**Problems to work on:**
#1 Answer these questions using the book review:
(a) What does Pierce compare the museum's Eve, with her strategically-arranged long hair, to?
(b) Which parts of the book does the reviewer call the strongest and most intriguing?
(c) What did Ignatius Donnelly believe, according to the review?
#2 Pick up the book review after its last sentence and carry it forward in the same voice.
=== Quoted text ===
Pierce starts off with what seems like an extreme example: the saddled dinosaur, which you already know about if you read the jacket flap. Ayup, creationism gone wild. The same museum sports a eunuch-ized statue of Adam, and an Eve with strategically-arranged long hair that Pierce compares to an old Swedish art film. He makes it easy to laugh at this stuff, but at the same time, draws you into the half-perplexed, half-angry question at the heart of the book: How the heck did we get here? Why are we in this place where we're "drowning in information and thirsty for knowledge," and where it seems our whole country is "entertained but not engaged"?

Parts I and II, where Pierce explores this question, are the strongest and most intriguing parts of the book. He argues that wild and crazy ideas which nonetheless garner a respectable following are nothing new in the U.S.; in fact, the country was founded on them. Pierce calls this "the best country ever in which to peddle complete public lunacy. In fact, it's the only country to enshrine that right in its founding documents." Sure, this right has led to some wacky detours (Pierce is fond of citing Ignatius Donnelly, a 19th-century crank who believed the lost City of Atlantis provided the foundation of western civilization), but sometimes, cranks who initially seemed just as, er, unhinged provided the conflict by which the national consensus ultimately changed.
=== Data records ===
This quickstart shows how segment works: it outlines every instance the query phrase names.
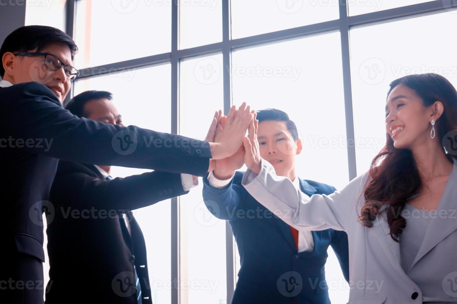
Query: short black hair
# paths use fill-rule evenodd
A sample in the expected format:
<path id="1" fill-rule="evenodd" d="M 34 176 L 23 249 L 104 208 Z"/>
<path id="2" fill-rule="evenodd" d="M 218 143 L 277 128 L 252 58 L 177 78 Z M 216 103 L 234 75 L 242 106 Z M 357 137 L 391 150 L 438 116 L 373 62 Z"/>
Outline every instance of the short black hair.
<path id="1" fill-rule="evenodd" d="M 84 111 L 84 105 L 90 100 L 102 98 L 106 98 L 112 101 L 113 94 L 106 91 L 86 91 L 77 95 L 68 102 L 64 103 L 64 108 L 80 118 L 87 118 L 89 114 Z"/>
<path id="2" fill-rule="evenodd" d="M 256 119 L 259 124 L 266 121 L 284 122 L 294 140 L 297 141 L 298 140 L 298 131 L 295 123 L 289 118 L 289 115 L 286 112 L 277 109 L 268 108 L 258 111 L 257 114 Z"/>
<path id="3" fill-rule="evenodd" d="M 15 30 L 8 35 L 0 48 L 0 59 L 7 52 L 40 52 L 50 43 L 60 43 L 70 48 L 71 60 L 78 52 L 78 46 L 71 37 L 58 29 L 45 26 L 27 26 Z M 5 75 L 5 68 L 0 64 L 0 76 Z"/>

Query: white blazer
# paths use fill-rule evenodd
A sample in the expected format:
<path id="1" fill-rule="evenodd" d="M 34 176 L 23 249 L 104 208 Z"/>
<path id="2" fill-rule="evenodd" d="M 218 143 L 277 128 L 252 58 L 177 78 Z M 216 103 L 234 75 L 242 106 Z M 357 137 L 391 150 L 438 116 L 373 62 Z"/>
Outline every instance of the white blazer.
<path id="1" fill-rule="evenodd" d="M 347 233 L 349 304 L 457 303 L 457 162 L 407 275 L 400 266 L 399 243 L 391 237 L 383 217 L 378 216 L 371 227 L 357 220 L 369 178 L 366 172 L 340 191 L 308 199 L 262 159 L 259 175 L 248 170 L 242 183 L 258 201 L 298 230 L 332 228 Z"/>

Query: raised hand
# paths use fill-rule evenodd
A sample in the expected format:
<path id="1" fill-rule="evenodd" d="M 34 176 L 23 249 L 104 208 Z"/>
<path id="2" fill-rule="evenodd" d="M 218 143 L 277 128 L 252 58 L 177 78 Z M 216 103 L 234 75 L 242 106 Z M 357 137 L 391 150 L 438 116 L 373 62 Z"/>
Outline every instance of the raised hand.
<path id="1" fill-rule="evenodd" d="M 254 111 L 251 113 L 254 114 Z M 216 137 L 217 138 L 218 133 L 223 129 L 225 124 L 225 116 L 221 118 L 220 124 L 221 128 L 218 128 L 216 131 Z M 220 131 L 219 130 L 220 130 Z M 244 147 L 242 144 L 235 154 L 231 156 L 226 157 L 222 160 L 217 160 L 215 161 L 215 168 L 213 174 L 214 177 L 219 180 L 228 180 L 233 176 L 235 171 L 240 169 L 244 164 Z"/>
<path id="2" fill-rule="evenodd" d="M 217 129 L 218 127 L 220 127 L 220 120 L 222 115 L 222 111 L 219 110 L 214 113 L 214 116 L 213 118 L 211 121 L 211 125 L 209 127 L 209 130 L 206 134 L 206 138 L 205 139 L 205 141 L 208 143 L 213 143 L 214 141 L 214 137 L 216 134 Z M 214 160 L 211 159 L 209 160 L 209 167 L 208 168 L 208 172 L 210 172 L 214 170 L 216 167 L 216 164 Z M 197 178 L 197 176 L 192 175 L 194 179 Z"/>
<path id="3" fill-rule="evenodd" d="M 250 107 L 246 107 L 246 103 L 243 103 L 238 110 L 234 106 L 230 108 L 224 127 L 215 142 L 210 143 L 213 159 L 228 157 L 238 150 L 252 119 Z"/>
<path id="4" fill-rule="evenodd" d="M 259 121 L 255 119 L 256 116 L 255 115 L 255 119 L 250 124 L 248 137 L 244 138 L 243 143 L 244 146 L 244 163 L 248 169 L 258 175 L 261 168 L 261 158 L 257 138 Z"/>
===
**Per-task outputs:**
#1
(a) An old Swedish art film.
(b) Parts I and II.
(c) He believed the lost City of Atlantis provided the foundation of western civilization.

#2
In short, it's not the eccentrics with the loopy ideas that are the problem. No, the problem comes when "the crank is devalued [and] his ideas are accepted untested and unchallenged into the mainstream." Pierce attributes this in large part to television, where anyone can look like an expert if they appeal to our emotions rather than our intellect. Ergo, you have what he calls the war on expertise, which is based on 3 premises:
  1. Any theory is valid if it sells books or soaks up ratings. This is the mechanism by which Mitch Albom's The Five People You Meet in Heaven -- a cute if somewhat treacly novel about one fictional man's after-death experience -- gets turned into someone's idea of inspirational theology. C'mon, people. I read the book and thought it was an interesting little story, but I thought The Lord of the Rings was interesting, too -- I'm still not looking for hobbit-holes beneath the nearest oak tree.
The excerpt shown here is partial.